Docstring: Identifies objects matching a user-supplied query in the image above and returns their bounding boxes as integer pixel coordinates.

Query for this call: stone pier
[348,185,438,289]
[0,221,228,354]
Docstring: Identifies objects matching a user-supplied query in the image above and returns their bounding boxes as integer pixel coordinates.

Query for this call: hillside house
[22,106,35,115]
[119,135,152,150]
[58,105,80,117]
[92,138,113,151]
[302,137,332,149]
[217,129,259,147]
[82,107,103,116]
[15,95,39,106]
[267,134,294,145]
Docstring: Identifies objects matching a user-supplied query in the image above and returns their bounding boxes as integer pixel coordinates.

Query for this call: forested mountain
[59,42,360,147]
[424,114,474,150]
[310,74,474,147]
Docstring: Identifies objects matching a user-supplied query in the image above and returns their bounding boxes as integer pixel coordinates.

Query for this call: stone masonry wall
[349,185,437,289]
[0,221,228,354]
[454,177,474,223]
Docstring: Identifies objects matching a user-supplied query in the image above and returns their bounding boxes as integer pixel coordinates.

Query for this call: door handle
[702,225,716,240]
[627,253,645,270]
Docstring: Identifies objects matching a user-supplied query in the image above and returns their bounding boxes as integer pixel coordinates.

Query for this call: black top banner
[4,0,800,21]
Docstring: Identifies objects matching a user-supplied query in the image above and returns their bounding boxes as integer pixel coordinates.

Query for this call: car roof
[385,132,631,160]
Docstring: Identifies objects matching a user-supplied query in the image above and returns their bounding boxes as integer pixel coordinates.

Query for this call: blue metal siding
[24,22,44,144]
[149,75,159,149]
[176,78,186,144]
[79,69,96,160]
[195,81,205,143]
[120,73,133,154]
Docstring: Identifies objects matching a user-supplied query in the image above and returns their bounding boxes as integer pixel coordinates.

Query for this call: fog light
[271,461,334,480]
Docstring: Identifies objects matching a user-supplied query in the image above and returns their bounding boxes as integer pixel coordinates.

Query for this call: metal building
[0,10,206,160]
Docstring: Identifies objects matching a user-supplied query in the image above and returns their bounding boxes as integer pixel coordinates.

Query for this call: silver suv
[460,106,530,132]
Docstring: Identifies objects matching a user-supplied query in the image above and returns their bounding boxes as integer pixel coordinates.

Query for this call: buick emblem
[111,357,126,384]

Directions for this task> In full and without error, transcribe each of the entries.

Answer box>
Docstring: Identifies objects matching a user-supplied query in the image above and returns their bounding boxes as integer pixel coordinates.

Query for this call: stone pier
[348,185,438,289]
[0,221,228,354]
Docstring: Identifies objects matching a user-supplied query in the image above and returns their bounding boxes as integer pixel coordinates.

Query for this call: hillside house
[22,106,35,115]
[119,135,152,150]
[58,105,80,117]
[92,138,113,151]
[302,137,332,149]
[217,129,259,147]
[82,107,103,116]
[15,95,39,106]
[267,134,294,145]
Docstring: Identifies objects matching a user-supplied query in the image above and returns their bounding boxes as integer pixel coordinates.

Query for this call: forested mountain
[59,42,360,147]
[424,114,474,150]
[310,74,474,147]
Docstring: Identifies objects matching a user-supplied query in the image above and returns their bounding boxes as integer pixel coordinates.

Query for this call: stone masonry wall
[349,185,437,289]
[0,221,228,354]
[454,177,474,223]
Docstring: Identifies objects matching a user-supplied query in the image above and returns their bounding boxes as integer pixel coordinates.

Query for this call: door handle
[702,225,716,240]
[627,253,645,270]
Docstring: Identifies objects matching a user-supplied query in the image above and returns their bounding boxes as integer pixel coordinates.

Query for this call: black top banner
[4,0,800,21]
Docstring: Identifies objects matching a user-supplied query in the image above and returns their bounding boxes as integer pixel coordinates.

Query for this call: car roof
[385,132,631,160]
Docstring: Identifies objects matching a user-supplied query in the image above and returns their bounding boxes as integer pixel coordinates.

Query for this call: blue metal siding
[24,22,44,144]
[149,75,159,149]
[176,78,186,144]
[79,69,96,160]
[195,81,205,143]
[120,73,133,154]
Docstring: Identifies objects matching a user-supplied query in the image above and returns their bounding boxes as integer pixel coordinates.

Query for this call: fog light
[271,461,334,480]
Docstring: Identifies objects matching a user-supplied query in the image above and returns their bounding boxes as integer pixel coordinates.

Query for this call: metal building
[0,10,206,160]
Docstring: Identifies objects matching a user-supplied query in the image above and returns their bounding boxes as integer pixel coordinates.

Query for this call: silver suv
[460,106,530,132]
Docstring: Identifies objects matching a user-supplied query in the image above and returns their bounding boxes as integer pixel coordinates.

Query for this call: buick emblem
[111,357,126,384]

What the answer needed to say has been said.